Management of Organizational Behavior, in detail
Management of Organizational Behavior is the textbook that introduced Situational Leadership Theory, the model that argues there is no single best leadership style — only styles that are more or less appropriate to the development level of the person being led. First published in 1969 by Paul Hersey and Kenneth Blanchard, the book has gone through multiple editions and is among the most widely cited leadership frameworks in academic and corporate training programs worldwide.
The central model maps leadership style across two dimensions: task behavior (the degree to which a leader directs what, how, where, and when) and relationship behavior (the degree to which a leader engages in two-way communication and socio-emotional support). Four styles emerge from these two axes: Telling (high task, low relationship), Selling (high task, high relationship), Participating (low task, high relationship), and Delegating (low task, low relationship). The leader's job is to diagnose the follower's development level — a combination of competence and commitment on a specific task — and then match the appropriate style to that level.

*Given information*.
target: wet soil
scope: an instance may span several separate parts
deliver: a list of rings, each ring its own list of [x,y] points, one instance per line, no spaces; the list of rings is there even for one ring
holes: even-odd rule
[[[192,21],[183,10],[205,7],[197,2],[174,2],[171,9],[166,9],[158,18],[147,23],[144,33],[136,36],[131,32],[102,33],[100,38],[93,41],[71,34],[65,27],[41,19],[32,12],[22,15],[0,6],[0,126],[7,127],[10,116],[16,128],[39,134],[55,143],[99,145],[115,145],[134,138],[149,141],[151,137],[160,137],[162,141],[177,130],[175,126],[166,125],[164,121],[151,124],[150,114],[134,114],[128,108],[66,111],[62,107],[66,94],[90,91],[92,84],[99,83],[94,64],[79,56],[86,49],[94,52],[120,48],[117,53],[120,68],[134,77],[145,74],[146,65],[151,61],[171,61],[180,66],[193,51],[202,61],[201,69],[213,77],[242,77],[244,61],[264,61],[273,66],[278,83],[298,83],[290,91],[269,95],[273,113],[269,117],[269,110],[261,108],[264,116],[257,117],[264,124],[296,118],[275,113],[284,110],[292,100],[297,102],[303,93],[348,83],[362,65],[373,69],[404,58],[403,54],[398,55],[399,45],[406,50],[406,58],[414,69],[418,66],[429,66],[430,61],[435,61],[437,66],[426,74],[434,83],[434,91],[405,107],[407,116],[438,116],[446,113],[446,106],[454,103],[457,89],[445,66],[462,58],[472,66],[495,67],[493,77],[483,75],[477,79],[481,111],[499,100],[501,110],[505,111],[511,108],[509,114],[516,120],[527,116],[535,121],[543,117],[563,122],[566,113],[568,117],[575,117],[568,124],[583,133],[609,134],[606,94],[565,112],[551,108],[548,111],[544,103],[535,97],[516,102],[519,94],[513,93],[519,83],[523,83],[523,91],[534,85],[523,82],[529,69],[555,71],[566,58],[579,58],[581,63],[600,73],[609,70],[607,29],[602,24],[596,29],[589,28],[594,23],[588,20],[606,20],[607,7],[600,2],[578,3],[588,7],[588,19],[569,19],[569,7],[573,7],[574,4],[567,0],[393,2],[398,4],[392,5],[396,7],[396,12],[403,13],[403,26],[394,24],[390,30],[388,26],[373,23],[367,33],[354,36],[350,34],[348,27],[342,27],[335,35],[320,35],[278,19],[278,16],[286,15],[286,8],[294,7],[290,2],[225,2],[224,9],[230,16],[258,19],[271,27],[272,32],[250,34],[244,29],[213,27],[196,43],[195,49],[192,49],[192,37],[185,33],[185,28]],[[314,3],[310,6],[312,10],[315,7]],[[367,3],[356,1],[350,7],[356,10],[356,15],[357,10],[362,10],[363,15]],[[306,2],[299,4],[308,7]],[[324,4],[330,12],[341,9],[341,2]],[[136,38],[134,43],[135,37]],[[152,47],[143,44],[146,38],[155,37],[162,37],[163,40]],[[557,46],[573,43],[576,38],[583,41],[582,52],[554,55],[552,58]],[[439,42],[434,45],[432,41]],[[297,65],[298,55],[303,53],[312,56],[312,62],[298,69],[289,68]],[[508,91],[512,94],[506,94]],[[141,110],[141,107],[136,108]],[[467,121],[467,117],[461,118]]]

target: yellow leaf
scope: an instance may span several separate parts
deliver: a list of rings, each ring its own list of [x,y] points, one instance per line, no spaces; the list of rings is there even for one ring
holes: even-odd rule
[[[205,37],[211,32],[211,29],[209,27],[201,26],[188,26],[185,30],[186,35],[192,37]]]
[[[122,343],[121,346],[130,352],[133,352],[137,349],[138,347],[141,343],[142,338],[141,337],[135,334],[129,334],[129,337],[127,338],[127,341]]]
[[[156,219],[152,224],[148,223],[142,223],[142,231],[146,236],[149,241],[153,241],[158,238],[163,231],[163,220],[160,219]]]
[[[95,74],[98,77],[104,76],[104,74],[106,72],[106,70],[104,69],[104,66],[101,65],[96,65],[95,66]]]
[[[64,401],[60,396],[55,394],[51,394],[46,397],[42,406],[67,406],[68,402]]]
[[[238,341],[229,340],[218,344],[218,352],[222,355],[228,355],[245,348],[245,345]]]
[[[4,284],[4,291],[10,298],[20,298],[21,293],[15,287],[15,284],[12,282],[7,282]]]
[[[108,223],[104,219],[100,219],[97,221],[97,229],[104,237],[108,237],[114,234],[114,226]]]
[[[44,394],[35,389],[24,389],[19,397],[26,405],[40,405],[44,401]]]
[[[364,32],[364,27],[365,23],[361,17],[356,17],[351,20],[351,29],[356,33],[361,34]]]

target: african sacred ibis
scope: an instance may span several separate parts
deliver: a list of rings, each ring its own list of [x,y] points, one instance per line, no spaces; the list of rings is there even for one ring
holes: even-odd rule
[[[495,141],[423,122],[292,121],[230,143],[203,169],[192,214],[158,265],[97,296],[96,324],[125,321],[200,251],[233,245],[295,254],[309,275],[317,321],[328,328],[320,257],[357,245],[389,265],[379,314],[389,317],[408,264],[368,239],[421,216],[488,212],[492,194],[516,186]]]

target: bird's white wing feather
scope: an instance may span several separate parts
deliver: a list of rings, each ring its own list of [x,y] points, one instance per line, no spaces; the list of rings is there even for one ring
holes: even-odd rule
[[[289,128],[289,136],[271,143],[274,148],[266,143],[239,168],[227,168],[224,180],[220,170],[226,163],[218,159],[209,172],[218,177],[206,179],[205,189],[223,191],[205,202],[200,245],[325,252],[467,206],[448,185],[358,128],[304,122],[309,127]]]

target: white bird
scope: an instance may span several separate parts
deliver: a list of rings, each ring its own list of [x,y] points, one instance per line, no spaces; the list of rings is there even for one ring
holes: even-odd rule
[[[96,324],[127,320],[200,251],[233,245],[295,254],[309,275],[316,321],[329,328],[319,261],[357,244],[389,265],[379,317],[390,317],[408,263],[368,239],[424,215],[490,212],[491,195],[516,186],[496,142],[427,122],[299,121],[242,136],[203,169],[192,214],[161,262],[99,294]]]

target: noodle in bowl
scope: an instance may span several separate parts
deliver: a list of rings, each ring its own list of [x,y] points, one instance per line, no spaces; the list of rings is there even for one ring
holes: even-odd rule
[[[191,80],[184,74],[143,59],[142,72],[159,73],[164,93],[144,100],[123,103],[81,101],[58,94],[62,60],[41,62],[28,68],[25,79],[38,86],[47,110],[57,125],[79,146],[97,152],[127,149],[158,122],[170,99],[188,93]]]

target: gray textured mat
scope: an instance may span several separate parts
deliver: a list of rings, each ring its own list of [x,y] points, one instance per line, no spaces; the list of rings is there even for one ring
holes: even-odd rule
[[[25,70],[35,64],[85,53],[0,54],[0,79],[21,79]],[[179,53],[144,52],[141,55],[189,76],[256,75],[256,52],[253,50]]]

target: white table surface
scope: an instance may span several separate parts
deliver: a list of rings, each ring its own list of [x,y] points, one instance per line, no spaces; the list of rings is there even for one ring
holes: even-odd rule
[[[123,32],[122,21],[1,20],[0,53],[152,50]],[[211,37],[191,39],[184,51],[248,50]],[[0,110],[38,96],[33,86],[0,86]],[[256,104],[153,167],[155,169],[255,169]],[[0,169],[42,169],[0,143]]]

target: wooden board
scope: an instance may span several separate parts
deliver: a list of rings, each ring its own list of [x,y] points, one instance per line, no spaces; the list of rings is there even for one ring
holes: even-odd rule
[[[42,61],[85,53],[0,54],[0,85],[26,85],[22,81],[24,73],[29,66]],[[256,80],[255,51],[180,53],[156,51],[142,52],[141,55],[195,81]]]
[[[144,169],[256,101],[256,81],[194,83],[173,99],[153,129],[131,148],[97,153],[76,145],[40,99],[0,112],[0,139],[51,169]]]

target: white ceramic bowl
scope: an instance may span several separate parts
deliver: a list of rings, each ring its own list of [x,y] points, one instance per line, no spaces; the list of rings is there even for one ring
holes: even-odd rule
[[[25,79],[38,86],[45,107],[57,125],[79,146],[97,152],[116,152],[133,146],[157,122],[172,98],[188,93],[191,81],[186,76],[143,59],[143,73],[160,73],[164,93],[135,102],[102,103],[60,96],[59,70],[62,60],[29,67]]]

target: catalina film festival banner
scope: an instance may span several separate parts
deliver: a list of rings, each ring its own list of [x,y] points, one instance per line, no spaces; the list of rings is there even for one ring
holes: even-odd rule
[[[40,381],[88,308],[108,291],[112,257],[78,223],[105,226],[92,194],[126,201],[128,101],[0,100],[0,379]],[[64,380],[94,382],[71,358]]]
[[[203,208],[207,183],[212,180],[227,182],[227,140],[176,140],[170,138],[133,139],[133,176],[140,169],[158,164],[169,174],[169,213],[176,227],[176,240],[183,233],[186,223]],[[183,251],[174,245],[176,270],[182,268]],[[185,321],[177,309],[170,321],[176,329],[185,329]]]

*Assigned task*.
Return, word for word, the stretch of the text on Management of Organizational Behavior from "The central model" to "to that level.".

*Final answer*.
The central model maps leadership style across two dimensions: task behavior (the degree to which a leader directs what, how, where, and when) and relationship behavior (the degree to which a leader engages in two-way communication and socio-emotional support). Four styles emerge from these two axes: Telling (high task, low relationship), Selling (high task, high relationship), Participating (low task, high relationship), and Delegating (low task, low relationship). The leader's job is to diagnose the follower's development level — a combination of competence and commitment on a specific task — and then match the appropriate style to that level.